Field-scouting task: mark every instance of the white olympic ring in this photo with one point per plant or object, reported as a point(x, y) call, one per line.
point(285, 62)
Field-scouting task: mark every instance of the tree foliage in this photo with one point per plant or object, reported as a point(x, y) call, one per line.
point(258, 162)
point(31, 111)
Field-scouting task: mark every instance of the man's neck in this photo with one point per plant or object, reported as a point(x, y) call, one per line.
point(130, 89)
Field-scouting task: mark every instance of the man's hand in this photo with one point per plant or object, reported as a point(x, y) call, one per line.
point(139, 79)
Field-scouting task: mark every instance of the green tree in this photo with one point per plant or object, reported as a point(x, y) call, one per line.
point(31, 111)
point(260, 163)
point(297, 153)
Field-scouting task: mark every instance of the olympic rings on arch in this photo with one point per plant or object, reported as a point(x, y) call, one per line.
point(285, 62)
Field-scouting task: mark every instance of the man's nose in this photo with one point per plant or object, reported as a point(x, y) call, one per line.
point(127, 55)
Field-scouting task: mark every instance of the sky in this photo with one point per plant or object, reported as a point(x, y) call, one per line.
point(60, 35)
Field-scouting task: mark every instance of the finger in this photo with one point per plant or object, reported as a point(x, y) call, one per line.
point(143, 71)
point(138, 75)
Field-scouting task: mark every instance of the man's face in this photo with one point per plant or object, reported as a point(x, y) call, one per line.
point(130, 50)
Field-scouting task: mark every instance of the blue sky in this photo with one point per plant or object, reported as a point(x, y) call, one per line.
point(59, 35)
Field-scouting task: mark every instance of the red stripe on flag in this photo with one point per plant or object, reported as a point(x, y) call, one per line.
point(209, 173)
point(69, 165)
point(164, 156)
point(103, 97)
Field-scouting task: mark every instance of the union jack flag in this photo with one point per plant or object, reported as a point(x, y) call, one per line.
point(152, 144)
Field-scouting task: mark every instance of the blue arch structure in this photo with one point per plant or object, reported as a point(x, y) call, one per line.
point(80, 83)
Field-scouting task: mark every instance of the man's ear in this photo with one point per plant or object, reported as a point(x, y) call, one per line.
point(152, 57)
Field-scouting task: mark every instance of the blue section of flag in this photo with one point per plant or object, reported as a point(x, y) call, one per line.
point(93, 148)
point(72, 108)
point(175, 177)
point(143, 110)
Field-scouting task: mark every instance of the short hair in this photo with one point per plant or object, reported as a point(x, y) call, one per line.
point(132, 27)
* * *
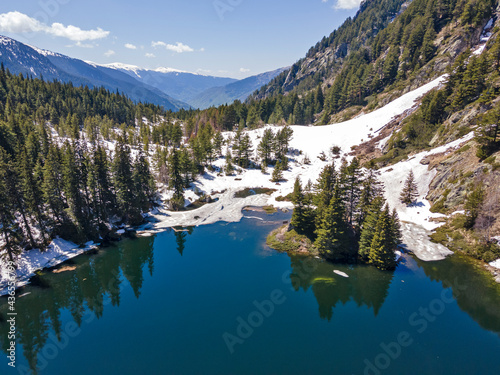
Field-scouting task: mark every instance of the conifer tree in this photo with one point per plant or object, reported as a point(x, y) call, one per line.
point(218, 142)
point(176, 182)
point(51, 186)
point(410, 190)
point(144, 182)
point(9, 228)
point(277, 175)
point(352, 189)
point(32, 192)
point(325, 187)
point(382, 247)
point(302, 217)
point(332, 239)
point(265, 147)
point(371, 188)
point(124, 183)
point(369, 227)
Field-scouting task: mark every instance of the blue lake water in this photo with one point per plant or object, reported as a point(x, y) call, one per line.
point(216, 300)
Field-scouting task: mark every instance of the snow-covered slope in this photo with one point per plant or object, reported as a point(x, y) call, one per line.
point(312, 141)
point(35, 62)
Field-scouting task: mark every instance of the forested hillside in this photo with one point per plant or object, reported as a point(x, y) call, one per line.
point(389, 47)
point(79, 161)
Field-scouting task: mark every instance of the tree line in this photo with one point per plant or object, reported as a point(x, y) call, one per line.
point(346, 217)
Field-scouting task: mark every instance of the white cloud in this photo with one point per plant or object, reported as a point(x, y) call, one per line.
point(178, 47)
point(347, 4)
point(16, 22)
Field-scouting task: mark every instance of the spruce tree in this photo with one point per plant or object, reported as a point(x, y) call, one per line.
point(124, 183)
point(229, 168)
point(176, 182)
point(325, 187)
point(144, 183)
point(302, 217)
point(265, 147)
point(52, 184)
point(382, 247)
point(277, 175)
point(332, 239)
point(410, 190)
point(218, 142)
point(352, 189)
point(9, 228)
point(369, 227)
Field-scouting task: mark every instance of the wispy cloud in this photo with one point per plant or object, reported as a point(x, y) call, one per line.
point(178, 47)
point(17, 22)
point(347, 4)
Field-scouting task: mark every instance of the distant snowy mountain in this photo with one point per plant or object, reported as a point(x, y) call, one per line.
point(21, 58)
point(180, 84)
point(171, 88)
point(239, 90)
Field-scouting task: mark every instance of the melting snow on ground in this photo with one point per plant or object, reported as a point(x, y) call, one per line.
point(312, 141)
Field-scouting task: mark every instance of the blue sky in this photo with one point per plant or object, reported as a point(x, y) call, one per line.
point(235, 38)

■ Task instructions ■
Rescale everything in the records above from the line containing "Field-scouting task: mark every instance of the blue lake" down to the line containing "point(79, 161)", and give only those lines, requests included. Multiply each point coordinate in the answers by 2.3 and round it to a whole number, with halves rounded up. Leave the request lines unchanged.

■ Task response ■
Field-scouting task: mark every instance of the blue lake water in this photo with one point per plant or object, reported as a point(x, y) call, one per line.
point(497, 690)
Field-scouting task: mark every instance of the snow-covered slope in this photo with one point per plant or object, reported as a point(x, y) call, one per line.
point(718, 324)
point(81, 143)
Field-scouting task: mark every instance of the forested hillside in this photo with one point per plant or object, reported as a point(x, y) call, one per line.
point(895, 108)
point(182, 370)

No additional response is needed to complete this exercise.